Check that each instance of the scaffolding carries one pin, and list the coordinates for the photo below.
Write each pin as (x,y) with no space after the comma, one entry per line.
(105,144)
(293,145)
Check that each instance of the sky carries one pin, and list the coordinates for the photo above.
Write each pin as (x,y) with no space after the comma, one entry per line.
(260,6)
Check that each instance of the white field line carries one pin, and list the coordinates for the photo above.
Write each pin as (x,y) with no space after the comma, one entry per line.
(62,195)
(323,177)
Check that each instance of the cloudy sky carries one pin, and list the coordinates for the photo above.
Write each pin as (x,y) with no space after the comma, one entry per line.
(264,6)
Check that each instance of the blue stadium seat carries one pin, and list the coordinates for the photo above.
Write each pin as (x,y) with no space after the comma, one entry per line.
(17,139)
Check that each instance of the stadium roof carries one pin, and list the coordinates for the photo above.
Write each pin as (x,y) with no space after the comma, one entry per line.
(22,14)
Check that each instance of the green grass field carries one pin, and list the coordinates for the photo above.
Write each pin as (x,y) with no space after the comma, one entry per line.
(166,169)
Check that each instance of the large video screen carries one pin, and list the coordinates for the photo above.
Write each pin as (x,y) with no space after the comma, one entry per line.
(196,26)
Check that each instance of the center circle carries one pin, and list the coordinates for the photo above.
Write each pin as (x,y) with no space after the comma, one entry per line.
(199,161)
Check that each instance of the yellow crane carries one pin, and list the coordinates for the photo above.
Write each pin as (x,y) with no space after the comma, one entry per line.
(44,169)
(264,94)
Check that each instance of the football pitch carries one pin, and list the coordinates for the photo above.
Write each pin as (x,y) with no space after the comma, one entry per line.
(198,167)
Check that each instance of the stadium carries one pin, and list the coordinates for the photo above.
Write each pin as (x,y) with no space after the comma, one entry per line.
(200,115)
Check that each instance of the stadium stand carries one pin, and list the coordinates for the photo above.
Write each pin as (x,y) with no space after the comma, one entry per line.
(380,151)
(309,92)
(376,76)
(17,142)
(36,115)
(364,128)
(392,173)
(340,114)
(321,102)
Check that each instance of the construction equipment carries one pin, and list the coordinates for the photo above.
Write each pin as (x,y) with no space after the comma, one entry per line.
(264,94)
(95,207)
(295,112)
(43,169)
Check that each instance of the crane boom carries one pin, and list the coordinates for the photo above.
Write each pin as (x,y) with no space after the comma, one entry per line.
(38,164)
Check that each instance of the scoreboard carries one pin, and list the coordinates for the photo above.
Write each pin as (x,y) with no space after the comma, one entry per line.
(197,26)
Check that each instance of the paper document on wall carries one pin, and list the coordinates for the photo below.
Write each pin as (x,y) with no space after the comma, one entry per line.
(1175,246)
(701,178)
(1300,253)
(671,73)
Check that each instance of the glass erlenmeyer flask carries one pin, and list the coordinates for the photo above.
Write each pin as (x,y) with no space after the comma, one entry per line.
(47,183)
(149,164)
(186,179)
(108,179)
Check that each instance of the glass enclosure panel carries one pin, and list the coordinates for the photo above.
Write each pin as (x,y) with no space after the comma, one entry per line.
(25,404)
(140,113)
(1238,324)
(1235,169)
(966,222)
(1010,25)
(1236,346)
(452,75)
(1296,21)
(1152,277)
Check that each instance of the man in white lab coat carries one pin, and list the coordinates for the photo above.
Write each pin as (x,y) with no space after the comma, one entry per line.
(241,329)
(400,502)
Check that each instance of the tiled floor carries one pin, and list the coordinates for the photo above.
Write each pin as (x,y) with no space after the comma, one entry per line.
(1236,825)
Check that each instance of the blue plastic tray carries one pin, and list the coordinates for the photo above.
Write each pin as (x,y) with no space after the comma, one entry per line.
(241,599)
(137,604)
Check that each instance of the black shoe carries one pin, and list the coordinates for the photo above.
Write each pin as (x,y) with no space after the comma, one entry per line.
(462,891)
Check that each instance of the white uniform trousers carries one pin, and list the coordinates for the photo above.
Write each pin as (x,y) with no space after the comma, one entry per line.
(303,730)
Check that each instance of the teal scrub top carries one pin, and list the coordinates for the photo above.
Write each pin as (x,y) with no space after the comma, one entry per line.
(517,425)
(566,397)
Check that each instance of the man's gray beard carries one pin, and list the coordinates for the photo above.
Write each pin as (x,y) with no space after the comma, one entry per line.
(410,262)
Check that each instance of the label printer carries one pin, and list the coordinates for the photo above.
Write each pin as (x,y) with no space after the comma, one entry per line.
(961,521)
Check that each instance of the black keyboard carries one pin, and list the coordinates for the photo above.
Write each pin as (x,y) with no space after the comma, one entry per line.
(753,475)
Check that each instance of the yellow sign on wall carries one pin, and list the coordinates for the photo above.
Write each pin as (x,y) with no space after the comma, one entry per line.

----

**INSTRUCTIONS TO FOLLOW**
Top to bottom, transcribe every line above exactly.

**REPLY TO THE EXERCISE**
Check that each instance of the scaffolding carries one pin, and list the coordinates for the photo below.
Write each pin as (x,y) with no space after the comma, one entry per line.
(105,144)
(293,145)
Check that each instance of the sky carries one pin, and list the coordinates for the photo above.
Write each pin as (x,y) with no space after the comma, one entry per line.
(260,6)
Check that each instance of the white field line carries one pin, and list the coordinates for the photo above.
Write each pin as (x,y) with no space after the comma, one entry per line.
(62,195)
(323,177)
Check that each instance of the cloudy sky carries one pin, and list the coordinates for the photo above.
Write each pin as (x,y) with no space after the comma, one entry per line.
(264,6)
Check that each instance of the blue stadium seat carries one pin, and list the coordinates for the photo above.
Write each pin as (x,y) with no space after the comma, one entry per line.
(17,139)
Check that each instance of the stadium roof carries one pin, and list the coordinates for the photo above.
Write each pin as (x,y) with no space after the comma, one entry per line.
(22,14)
Check that each instance of the green grass field carries one pin, and list the coordinates for the photo above.
Write each pin as (x,y) with no space after the comma, one entry per line.
(166,169)
Check that each instance of the large video screen carries one pin, and list the coordinates for the photo above.
Write each pin as (x,y) with no space after the comma, one entry per line.
(196,26)
Check that each instance of the center circle carries one pin, and list the coordinates for the photo above.
Write each pin as (x,y) with no space after the comma, one entry per line.
(199,161)
Check that each instance of the yellow crane carries one pin, and list the coordinates for the photo above.
Write each pin as (x,y) with no space after the comma, one entry per line.
(44,169)
(264,94)
Check that each instance of the football pitch carries one pin, and list the coordinates for the photo above.
Write each pin as (x,y) with no space after the comma, one entry per line.
(198,167)
Check that each instance of the stadium carries one pin, and list the coordinates for the photo above.
Write each pin as (x,y) with no space after the comma, one entry per line.
(200,115)
Check that each instance of the stadium stand carries one pin, and list the coordinates for the photo above.
Write each pin as (x,y) with no space after the comma, one entry per line.
(380,151)
(309,92)
(376,76)
(17,142)
(36,115)
(364,128)
(392,173)
(340,114)
(321,102)
Check that each instance of the construction equipment carries one pin, and list the coordinates for the photo above.
Write each pin as (x,y) with no space after the comma, one entry per line.
(264,94)
(95,207)
(295,112)
(43,169)
Check that each instance of the crane boom carries one pin, and list the coordinates for the photo above.
Write each pin as (x,y) with no space after the comma, one entry per line.
(38,164)
Check that each instance of the scoreboard carries one pin, and list the coordinates for the photo above.
Write each pin as (x,y) with no space after the comma, one entry per line.
(197,26)
Check that each instance of the paper document on wall carries one pin, and list the coordinates for the photo below.
Write each pin as (x,y) with no space after the comma, one entry per line.
(1175,246)
(701,178)
(1300,253)
(671,73)
Check that each instance of the glass erlenmeyer flask carries one pin, and list the coordinates for the photo above.
Write each pin as (x,y) with no space after the comma, one entry per line.
(47,183)
(149,164)
(186,179)
(108,179)
Check that each instance of the glass enclosure panel carries one pin, and list the coordinates for the photo above.
Write each pin as (x,y) with no space after the comma, one entry per line.
(25,404)
(140,113)
(1238,324)
(1235,169)
(966,222)
(1010,25)
(1236,346)
(452,75)
(1296,21)
(1152,277)
Check that each instance of the man in white lab coat carries one pin, and list the coordinates for the photo above.
Write each pin as (x,y) with no space after the comma, one entry per line.
(241,329)
(400,502)
Check that each instance of the tiled floor carries one pin, and list the coordinates for the photo above.
Write each pin as (x,y) with no space after the comma, one entry per line.
(1236,825)
Check that each instance of the blue plastic tray carries one pin, and list the coordinates for the photo above.
Write each pin as (x,y) with no space after the comma, one entry per line.
(241,599)
(137,604)
Check that each instance of the black shoe carries one pin, and list the coordinates for the photo above.
Write each pin as (x,y) with no space after the comma, one entry per line.
(462,891)
Check that each instance of the white uniform trousers carries one pin, and list the coordinates for the photo above.
Write each pin as (x,y) with no space after the comma, one entry per line.
(303,730)
Check that each instance of the teal scrub top carries one pin, and list the coordinates for the photo above.
Write each pin as (x,y) with no space after the comma, one entry per line.
(517,425)
(566,397)
Check that each instance of the man's gray beard carries one pin, and list the coordinates for the photo above.
Write each pin as (x,y) with no space after the comma, one entry per line.
(410,262)
Check that each instance of the label printer carries one pin, and list the coordinates for the photo above.
Write each pin as (x,y) with no space after the comma, one entry per line.
(961,521)
Check that each instance of the black keyboard carries one pin, and list the coordinates for the photo above.
Write each pin as (x,y) with no space after the comma, one entry per line.
(753,475)
Check that each instance of the yellow sign on wall carries one pin, and list the coordinates for the photo above.
Write each pin as (x,y) with no space after the comma, one entry per line.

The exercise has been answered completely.